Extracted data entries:
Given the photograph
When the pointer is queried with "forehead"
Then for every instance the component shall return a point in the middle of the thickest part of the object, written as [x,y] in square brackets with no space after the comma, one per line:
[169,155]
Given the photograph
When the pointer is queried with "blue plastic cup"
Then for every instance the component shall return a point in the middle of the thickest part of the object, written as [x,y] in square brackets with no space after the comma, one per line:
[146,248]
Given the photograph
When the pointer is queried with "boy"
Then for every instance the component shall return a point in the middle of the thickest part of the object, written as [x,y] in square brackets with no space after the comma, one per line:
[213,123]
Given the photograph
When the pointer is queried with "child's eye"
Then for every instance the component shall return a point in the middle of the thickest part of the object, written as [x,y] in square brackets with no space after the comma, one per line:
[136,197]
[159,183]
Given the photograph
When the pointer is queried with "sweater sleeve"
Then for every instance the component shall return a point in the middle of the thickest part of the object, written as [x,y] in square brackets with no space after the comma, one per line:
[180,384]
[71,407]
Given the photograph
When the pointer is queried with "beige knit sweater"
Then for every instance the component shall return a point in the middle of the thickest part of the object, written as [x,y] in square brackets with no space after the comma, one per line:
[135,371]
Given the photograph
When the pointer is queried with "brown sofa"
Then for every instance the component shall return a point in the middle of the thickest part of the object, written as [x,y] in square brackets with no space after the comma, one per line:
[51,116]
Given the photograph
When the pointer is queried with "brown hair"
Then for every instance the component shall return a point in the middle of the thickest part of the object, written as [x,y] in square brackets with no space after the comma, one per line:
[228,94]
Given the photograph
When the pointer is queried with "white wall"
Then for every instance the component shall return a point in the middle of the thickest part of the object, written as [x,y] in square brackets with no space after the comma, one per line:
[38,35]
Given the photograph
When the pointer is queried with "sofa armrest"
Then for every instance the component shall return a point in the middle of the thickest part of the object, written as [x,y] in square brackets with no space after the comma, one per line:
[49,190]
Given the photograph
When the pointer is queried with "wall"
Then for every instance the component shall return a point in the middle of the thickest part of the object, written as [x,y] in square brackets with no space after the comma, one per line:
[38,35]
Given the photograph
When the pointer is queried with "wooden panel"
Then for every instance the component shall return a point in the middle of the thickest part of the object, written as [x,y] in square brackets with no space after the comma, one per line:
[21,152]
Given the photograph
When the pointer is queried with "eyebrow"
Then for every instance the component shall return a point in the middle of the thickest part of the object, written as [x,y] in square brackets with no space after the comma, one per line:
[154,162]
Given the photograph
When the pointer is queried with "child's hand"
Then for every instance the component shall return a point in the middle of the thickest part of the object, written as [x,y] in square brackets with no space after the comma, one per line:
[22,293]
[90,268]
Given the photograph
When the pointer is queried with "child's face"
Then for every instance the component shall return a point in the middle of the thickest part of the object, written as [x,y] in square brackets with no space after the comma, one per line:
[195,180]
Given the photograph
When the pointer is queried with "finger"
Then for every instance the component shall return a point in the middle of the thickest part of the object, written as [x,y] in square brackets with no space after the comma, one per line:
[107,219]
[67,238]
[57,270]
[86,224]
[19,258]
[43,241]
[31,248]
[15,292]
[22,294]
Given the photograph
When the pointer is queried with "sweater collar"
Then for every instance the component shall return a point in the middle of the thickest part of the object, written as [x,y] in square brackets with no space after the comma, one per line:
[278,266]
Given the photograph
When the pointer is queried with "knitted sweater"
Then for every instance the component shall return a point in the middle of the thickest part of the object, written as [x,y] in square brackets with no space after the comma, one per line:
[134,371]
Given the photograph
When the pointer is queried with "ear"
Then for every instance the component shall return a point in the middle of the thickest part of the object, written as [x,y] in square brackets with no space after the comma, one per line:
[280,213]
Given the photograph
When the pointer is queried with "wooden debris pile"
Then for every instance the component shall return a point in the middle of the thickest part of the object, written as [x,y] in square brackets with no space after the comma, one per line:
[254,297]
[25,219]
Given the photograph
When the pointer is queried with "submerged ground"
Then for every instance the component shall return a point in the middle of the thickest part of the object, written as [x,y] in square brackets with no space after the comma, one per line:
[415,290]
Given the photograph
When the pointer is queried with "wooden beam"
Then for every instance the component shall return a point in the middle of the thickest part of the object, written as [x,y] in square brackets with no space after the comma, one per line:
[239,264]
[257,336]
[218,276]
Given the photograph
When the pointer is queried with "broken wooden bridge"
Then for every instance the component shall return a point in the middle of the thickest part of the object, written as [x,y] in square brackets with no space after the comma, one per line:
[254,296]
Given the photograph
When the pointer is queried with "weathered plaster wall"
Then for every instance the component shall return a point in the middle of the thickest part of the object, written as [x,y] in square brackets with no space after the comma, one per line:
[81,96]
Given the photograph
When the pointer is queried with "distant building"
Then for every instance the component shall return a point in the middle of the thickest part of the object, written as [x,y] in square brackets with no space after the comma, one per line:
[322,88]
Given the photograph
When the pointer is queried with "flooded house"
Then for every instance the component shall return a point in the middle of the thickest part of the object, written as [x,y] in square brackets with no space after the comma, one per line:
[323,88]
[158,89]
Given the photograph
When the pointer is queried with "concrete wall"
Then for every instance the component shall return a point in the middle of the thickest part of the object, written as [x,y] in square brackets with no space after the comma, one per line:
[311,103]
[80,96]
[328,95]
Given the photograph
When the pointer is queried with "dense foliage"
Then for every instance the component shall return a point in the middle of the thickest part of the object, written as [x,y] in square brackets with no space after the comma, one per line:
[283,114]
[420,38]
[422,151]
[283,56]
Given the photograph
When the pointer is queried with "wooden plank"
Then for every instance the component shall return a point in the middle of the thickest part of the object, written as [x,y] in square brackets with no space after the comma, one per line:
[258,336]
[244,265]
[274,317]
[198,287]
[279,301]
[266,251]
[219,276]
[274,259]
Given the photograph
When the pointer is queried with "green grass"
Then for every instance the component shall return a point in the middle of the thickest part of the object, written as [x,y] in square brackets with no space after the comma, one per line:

Exercise objective — Among the lines above, which ones include the word "sweater"? Copy them.

Answer below —
When the pointer is queried with "sweater sleeve"
When the pointer is queried with "beige knit sweater"
When the pointer is queried with "sweater collar"
When the pointer is queried with "knitted sweater"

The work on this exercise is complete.